## BEGIN DATA SHOWN

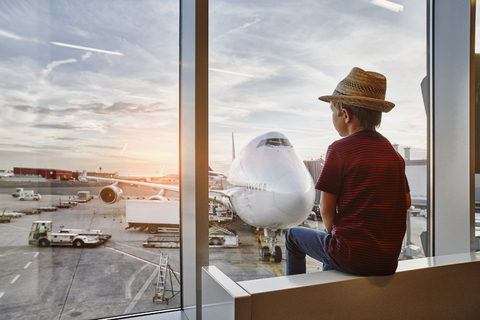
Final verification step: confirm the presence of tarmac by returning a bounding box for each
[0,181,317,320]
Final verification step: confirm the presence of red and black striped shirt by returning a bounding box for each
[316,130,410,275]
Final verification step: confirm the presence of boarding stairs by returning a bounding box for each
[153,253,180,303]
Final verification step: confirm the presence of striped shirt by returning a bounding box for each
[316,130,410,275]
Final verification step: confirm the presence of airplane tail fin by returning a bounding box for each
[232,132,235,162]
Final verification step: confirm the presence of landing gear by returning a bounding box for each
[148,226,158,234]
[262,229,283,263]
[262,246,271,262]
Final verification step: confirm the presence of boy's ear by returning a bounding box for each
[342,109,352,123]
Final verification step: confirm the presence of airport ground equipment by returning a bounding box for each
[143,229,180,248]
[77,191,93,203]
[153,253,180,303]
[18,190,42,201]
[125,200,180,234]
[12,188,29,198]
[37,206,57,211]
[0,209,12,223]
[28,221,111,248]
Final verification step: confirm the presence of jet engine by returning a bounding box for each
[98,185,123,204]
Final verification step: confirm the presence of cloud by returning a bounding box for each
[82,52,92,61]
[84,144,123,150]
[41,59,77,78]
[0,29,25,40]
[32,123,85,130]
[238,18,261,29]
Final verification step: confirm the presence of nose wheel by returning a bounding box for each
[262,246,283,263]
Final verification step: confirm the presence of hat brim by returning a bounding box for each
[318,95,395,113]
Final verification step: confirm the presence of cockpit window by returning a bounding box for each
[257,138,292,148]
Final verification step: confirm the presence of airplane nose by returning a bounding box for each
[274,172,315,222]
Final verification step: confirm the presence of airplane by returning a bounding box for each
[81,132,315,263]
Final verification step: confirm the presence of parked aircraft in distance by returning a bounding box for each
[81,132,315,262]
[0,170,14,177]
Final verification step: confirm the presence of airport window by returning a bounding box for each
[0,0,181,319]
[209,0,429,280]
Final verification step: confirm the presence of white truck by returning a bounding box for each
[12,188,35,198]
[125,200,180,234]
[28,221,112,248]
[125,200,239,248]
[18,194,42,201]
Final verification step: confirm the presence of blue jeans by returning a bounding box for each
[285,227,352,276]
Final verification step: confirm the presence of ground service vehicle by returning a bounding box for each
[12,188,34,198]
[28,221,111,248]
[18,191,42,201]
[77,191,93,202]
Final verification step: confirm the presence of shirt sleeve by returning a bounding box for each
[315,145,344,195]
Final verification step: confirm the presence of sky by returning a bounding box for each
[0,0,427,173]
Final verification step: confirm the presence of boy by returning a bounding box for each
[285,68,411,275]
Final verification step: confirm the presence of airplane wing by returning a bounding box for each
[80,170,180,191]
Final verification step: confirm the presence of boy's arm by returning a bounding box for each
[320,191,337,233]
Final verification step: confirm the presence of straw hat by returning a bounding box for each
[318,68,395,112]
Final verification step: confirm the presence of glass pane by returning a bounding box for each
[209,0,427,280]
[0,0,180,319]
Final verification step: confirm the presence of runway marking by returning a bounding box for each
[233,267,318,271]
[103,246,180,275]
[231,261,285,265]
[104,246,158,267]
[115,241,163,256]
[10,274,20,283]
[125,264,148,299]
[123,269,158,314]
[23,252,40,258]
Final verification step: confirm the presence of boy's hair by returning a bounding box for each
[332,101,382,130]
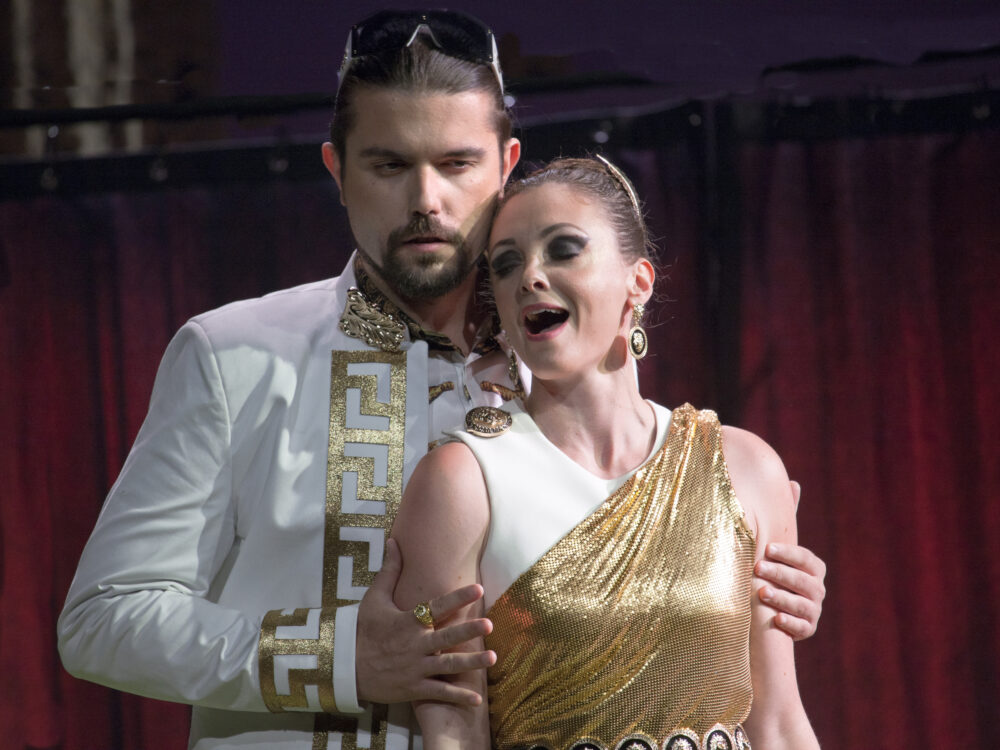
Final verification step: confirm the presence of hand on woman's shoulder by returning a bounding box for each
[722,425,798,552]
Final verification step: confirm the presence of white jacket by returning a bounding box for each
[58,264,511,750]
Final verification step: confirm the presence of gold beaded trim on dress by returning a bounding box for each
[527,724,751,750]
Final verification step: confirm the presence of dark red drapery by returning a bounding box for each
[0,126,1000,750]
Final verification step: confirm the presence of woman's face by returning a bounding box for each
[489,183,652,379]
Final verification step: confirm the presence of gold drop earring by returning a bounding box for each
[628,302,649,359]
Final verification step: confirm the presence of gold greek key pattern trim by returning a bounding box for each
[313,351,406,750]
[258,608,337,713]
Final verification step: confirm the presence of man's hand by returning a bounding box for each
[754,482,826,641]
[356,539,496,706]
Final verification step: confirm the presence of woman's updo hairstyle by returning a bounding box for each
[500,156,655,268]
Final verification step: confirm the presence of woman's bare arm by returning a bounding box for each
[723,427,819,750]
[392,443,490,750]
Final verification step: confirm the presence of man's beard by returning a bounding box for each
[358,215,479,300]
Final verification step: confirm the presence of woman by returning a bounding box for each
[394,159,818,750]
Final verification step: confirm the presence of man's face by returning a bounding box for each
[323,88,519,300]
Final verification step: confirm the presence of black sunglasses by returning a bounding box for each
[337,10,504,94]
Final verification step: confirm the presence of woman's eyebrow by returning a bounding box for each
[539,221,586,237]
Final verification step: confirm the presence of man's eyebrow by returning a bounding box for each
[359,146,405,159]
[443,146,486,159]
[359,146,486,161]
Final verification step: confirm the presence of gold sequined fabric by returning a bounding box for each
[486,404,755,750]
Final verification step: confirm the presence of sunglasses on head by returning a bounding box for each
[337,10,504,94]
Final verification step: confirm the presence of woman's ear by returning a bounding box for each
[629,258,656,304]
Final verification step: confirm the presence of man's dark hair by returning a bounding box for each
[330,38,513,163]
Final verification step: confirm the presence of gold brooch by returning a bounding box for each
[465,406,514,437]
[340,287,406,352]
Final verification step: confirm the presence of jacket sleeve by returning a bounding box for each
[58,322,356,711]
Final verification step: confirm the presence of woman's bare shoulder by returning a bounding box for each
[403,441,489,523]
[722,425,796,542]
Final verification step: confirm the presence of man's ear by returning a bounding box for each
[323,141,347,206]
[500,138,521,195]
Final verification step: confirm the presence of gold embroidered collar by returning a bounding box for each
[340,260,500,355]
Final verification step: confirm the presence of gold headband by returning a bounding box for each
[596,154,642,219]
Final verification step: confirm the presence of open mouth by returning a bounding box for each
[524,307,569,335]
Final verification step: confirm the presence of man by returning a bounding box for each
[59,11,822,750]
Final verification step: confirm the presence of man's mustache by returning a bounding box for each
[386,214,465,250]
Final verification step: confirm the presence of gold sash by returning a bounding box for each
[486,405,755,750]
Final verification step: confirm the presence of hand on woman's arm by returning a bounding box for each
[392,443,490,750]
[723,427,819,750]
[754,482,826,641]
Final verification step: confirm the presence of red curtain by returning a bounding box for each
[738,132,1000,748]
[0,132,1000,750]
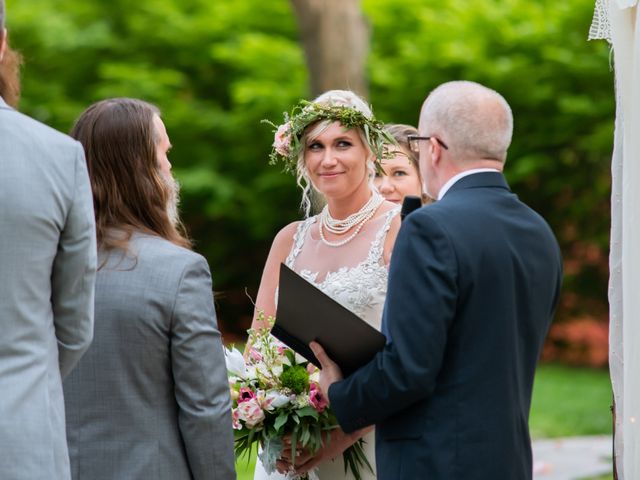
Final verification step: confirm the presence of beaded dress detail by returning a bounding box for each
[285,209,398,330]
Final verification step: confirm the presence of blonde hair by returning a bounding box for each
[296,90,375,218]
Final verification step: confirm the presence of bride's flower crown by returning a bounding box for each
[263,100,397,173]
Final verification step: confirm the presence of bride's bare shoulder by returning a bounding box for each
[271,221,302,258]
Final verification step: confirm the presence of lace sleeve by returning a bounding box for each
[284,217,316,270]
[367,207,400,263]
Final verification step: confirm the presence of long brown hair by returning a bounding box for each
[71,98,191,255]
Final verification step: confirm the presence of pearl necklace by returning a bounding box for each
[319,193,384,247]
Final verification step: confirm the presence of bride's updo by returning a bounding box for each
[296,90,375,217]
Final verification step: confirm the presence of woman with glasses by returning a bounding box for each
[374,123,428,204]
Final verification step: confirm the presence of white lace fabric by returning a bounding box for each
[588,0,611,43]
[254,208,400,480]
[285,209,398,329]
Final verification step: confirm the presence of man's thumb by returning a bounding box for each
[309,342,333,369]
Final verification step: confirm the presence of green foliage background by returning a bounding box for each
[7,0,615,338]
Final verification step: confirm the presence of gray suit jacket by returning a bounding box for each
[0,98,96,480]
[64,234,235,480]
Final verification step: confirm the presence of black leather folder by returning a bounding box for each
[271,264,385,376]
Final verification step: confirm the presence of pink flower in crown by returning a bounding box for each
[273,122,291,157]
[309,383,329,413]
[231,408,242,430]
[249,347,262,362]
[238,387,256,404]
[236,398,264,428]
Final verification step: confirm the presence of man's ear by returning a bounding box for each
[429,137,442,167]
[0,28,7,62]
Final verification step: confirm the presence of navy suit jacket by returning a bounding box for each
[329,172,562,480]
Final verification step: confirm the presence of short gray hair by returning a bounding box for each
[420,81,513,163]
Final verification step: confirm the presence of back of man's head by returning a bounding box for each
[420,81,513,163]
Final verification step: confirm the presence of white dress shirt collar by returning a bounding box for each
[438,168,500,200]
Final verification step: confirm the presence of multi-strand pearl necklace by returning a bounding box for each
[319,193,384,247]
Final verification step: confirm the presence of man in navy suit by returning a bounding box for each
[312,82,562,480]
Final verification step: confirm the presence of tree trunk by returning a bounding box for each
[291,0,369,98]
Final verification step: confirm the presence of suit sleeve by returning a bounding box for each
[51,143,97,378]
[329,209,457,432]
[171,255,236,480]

## END DATA SHOWN

STATED GOAL>
Please reproduce every line from the one containing "Final verification step: confirm the presence of runway" through the one containing "[628,302,649,359]", both included, and leave the pictures out.

RESPONSE TO THE TASK>
Final verification step: confirm the presence of runway marking by returning a bounding box for each
[233,267,318,271]
[103,246,180,275]
[231,261,285,265]
[104,246,158,267]
[115,241,163,256]
[10,274,20,283]
[125,264,148,299]
[123,269,158,314]
[23,252,40,258]
Final verification step: confirm the presence of boy's hair by returning a bounding box for each
[332,101,382,130]
Final verification step: confirm the presence of hand on woman's shoulder by returning a bounding box for each
[722,425,798,552]
Final verification step: confirm the presence of white jacket by returning a bounding box for each
[58,264,511,750]
Final verification step: confirm the presence of gold beaded trim on dress by returning a bounding box for each
[527,724,751,750]
Final verification step: confirm the presence of dark red drapery by returning a bounding box for each
[0,126,1000,750]
Final verification step: confirm the presence of woman's face by returning a bounding box for each
[489,183,652,379]
Final verification step: confirm the presence of gold drop earring by returning a bounding box for each
[628,302,649,359]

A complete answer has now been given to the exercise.